* _Apply what you read_:
**1)** List the crop plants that the duckweed article gives as examples of monocot flowering plants.
**2)** Reproduce the passage of the duckweed article starting at "In fundamental research, duckweed" and ending at "a large scale.".

* _Source extract_:
Tiny floating plants called duckweeds cover the surfaces of ponds and lakes around the world. Easy and quick to grow – they double their biomass in just about two days – duckweeds are emerging as a powerful tool for both fundamental plant research and biotechnology. However, an essential tool has been missing so far: Researchers lacked a reliable way to introduce genetic changes. Now, an international research team led by Arturo Marí-Ordóñez at the Gregor Mendel Institute for Molecular Plant Biology of the Austrian Academy of Sciences (GMI) presents a new, reproducible procedure for genetically transforming Spirodela, a type of duckweed, and makes both protocols and strain publicly accessible. Their work is published in the journal New Phytologist.

Attractive to ducks – and to plant biologists

Anyone who has walked past a still pond has likely seen duckweed at work. Within days, these tiny plants divide and multiply, forming a green carpet across the water’s surface. Their tendency to appear quickly and almost everywhere explains the “weed” in their name, while “duck” reflects how attractive they are to waterfowl. In the laboratory, their capacity for rapid growth makes duckweed especially attractive: they are easy to cultivate, require little space, and allow scientists to observe many generations over short periods of time.

In fundamental research, duckweed is to complex plants what yeast is to eukaryotes—a fast and simple model system. “Duckweeds have lost many complex developmental features found in other plants, so they act as a reduced, simpler plant system for us to work on,” Marí-Ordóñez says. “At the same time, they are monocot flowering plants – like maize, rice, onions or bananas – so duckweeds can be used to understand some aspects of important crop plants.” Duckweeds also have potential for biotechnology: Grown in outdoor, indoor or even in vertical farming setups, large amounts of plant material can be harvested continuously, making duckweed a candidate for plant ‘bioreactors’ that could be used to produce biological molecules on a large scale.

The challenge of genetic modification

What has hampered duckweed’s use in biotechnology and fundamental research is the lack of a reliable method to make targeted genetic changes. Without such a method, researchers have not been able to consistently introduce transgenes, generate mutations or add markers such as GFP to track proteins and follow genetically modified plants. Marí-Ordóñez and his team at the GMI spent several years developing and refining a protocol for doing so in Spirodela, one type of duckweed.

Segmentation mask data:
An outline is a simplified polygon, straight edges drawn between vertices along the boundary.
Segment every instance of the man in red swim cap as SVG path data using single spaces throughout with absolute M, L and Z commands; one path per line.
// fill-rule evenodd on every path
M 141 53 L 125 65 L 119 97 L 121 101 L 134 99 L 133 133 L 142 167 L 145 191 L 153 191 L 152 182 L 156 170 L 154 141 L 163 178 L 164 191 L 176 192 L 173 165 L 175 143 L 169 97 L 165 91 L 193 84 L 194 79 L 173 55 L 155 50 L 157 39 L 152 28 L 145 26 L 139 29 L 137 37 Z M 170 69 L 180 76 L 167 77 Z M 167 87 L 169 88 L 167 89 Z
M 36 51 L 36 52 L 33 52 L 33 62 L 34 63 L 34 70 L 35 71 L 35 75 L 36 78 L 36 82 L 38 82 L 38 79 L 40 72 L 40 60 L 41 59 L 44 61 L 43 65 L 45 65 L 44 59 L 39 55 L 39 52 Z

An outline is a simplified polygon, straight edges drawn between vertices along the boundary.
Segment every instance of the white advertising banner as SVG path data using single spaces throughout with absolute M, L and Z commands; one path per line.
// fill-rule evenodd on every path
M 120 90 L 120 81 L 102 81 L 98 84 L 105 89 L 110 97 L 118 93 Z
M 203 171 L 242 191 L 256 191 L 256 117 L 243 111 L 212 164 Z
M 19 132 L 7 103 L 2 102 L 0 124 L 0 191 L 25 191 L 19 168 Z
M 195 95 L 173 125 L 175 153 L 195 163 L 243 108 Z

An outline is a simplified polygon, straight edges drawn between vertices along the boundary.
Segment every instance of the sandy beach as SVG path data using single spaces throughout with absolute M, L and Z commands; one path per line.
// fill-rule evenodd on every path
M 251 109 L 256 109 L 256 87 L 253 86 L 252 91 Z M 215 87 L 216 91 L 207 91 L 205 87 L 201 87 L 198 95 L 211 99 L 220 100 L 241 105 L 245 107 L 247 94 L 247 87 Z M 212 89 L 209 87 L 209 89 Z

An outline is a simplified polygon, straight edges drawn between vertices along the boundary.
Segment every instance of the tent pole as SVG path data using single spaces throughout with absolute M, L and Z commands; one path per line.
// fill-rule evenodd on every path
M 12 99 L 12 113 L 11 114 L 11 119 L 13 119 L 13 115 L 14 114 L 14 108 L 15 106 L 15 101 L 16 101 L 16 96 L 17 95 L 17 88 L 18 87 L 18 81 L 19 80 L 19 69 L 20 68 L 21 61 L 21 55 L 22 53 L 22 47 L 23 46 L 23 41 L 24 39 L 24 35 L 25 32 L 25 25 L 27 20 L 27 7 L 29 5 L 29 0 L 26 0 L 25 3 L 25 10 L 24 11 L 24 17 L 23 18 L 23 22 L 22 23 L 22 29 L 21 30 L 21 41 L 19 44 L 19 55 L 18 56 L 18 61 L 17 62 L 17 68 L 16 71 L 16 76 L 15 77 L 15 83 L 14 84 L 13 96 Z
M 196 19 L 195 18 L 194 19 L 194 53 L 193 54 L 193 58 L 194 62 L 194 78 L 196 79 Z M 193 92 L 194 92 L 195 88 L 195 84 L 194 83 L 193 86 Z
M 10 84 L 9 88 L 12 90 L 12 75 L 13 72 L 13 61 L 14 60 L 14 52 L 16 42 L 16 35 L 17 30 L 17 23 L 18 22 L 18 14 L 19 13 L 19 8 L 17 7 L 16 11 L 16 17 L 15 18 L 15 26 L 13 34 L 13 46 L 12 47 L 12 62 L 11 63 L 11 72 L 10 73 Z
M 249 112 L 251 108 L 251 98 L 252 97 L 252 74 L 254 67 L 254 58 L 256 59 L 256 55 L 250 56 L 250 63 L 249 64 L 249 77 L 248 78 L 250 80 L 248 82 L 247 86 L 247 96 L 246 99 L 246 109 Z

* _Solution list_:
**1)** Maize, rice, onions, bananas

**2)**
In fundamental research, duckweed is to complex plants what yeast is to eukaryotes—a fast and simple model system. “Duckweeds have lost many complex developmental features found in other plants, so they act as a reduced, simpler plant system for us to work on,” Marí-Ordóñez says. “At the same time, they are monocot flowering plants – like maize, rice, onions or bananas – so duckweeds can be used to understand some aspects of important crop plants.” Duckweeds also have potential for biotechnology: Grown in outdoor, indoor or even in vertical farming setups, large amounts of plant material can be harvested continuously, making duckweed a candidate for plant ‘bioreactors’ that could be used to produce biological molecules on a large scale.